▸ Task prompt: Omit the pictures and reproduce the rest of the listing exactly.
----
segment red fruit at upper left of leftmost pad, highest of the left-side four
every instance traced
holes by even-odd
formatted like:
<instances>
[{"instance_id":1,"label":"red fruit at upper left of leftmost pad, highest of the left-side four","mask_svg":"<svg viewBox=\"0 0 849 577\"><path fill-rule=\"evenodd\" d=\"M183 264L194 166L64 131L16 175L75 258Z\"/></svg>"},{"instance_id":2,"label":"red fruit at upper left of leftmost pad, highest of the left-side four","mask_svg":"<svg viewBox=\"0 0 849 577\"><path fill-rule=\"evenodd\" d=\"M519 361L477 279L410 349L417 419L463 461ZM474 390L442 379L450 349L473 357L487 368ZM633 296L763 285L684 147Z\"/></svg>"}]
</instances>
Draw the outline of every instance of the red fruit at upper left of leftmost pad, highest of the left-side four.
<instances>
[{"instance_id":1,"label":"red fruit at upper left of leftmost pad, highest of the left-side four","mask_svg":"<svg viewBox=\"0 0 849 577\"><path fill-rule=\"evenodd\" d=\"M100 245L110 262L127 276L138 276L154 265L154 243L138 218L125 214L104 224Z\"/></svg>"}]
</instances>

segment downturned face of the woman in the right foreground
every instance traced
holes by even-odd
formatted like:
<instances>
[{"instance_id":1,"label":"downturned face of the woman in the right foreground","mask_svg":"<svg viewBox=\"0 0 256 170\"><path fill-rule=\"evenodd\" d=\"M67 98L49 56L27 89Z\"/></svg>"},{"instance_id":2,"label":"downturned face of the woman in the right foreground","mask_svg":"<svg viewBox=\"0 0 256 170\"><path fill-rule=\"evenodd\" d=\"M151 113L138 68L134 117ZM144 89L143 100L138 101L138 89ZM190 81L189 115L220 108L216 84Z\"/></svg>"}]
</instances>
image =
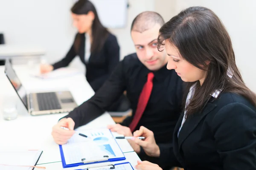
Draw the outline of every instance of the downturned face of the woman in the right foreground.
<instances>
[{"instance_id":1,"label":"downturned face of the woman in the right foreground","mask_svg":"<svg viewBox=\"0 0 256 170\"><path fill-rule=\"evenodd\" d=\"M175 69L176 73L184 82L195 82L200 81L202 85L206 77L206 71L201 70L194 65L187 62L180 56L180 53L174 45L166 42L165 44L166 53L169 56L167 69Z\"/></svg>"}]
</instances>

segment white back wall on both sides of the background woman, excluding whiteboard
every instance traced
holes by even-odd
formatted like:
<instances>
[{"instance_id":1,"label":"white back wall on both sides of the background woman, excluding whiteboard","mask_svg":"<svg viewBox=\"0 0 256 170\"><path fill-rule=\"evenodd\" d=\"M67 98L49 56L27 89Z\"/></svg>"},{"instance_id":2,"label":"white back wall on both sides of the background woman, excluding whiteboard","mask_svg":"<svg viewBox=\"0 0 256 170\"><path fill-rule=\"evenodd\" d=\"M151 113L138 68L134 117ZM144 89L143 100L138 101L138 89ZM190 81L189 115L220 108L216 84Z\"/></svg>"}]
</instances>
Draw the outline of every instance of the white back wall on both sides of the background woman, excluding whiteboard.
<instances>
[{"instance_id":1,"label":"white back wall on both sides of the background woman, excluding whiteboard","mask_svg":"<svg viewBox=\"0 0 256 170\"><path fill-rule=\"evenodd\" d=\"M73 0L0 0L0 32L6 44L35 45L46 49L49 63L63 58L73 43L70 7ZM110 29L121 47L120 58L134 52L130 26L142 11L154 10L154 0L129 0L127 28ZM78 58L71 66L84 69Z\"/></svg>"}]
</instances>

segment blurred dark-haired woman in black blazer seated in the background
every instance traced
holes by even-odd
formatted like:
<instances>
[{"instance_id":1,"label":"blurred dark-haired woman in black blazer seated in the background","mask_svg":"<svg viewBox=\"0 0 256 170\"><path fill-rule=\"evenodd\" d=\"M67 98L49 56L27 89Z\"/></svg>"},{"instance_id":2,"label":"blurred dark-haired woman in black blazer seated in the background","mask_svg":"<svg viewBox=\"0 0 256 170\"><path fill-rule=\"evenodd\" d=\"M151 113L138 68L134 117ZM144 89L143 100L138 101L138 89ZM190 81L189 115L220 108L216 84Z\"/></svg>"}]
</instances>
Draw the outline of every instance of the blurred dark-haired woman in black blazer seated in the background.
----
▸ Problem solution:
segment red fruit at upper left of leftmost pad, highest of the left-side four
every instance traced
holes by even-odd
formatted like:
<instances>
[{"instance_id":1,"label":"red fruit at upper left of leftmost pad, highest of the left-side four","mask_svg":"<svg viewBox=\"0 0 849 577\"><path fill-rule=\"evenodd\" d=\"M183 264L194 166L64 131L16 175L75 258Z\"/></svg>"},{"instance_id":2,"label":"red fruit at upper left of leftmost pad, highest of the left-side four","mask_svg":"<svg viewBox=\"0 0 849 577\"><path fill-rule=\"evenodd\" d=\"M519 361L477 279L410 349L417 419L463 461ZM474 390L442 379L450 349L473 357L487 368ZM633 296L763 285L684 147Z\"/></svg>"}]
</instances>
Draw the outline of every instance of the red fruit at upper left of leftmost pad, highest of the left-side four.
<instances>
[{"instance_id":1,"label":"red fruit at upper left of leftmost pad, highest of the left-side four","mask_svg":"<svg viewBox=\"0 0 849 577\"><path fill-rule=\"evenodd\" d=\"M100 245L110 262L127 276L138 276L154 265L154 243L138 218L125 214L104 224Z\"/></svg>"}]
</instances>

segment downturned face of the woman in the right foreground
every instance traced
holes by even-odd
formatted like:
<instances>
[{"instance_id":1,"label":"downturned face of the woman in the right foreground","mask_svg":"<svg viewBox=\"0 0 256 170\"><path fill-rule=\"evenodd\" d=\"M67 98L49 56L27 89Z\"/></svg>"},{"instance_id":2,"label":"downturned face of the woman in the right foreground","mask_svg":"<svg viewBox=\"0 0 256 170\"><path fill-rule=\"evenodd\" d=\"M151 113L138 68L134 117ZM144 89L143 100L138 101L138 89ZM190 81L189 115L220 108L216 84Z\"/></svg>"}]
</instances>
image =
Draw the outline of every instance of the downturned face of the woman in the right foreground.
<instances>
[{"instance_id":1,"label":"downturned face of the woman in the right foreground","mask_svg":"<svg viewBox=\"0 0 256 170\"><path fill-rule=\"evenodd\" d=\"M175 69L176 73L184 82L195 82L200 81L202 85L206 77L206 71L201 70L194 65L187 62L180 56L180 53L174 45L166 42L165 44L166 53L169 56L167 69Z\"/></svg>"}]
</instances>

segment white back wall on both sides of the background woman, excluding whiteboard
every instance traced
holes by even-odd
formatted like:
<instances>
[{"instance_id":1,"label":"white back wall on both sides of the background woman, excluding whiteboard","mask_svg":"<svg viewBox=\"0 0 256 170\"><path fill-rule=\"evenodd\" d=\"M67 98L49 56L27 89Z\"/></svg>"},{"instance_id":2,"label":"white back wall on both sides of the background woman, excluding whiteboard","mask_svg":"<svg viewBox=\"0 0 256 170\"><path fill-rule=\"evenodd\" d=\"M151 113L138 68L134 117ZM144 89L143 100L138 101L138 89ZM190 81L189 115L220 108L216 84Z\"/></svg>"}]
</instances>
Draw the outline of every instance of the white back wall on both sides of the background woman, excluding whiteboard.
<instances>
[{"instance_id":1,"label":"white back wall on both sides of the background woman, excluding whiteboard","mask_svg":"<svg viewBox=\"0 0 256 170\"><path fill-rule=\"evenodd\" d=\"M73 0L0 0L0 32L6 44L35 45L46 49L49 63L63 58L73 43L70 7ZM110 29L121 47L120 58L134 52L130 26L142 11L154 10L154 0L129 0L127 28ZM78 58L71 66L84 69Z\"/></svg>"}]
</instances>

segment blurred dark-haired woman in black blazer seated in the background
every instance traced
holes by even-odd
formatted like:
<instances>
[{"instance_id":1,"label":"blurred dark-haired woman in black blazer seated in the background","mask_svg":"<svg viewBox=\"0 0 256 170\"><path fill-rule=\"evenodd\" d=\"M67 98L49 56L27 89Z\"/></svg>"},{"instance_id":2,"label":"blurred dark-haired woman in black blazer seated in the background","mask_svg":"<svg viewBox=\"0 0 256 170\"><path fill-rule=\"evenodd\" d=\"M151 113L138 68L134 117ZM144 89L143 100L138 101L138 89ZM190 81L189 115L220 108L216 84Z\"/></svg>"}]
</instances>
Draw the outline of every instance of the blurred dark-haired woman in black blazer seated in the background.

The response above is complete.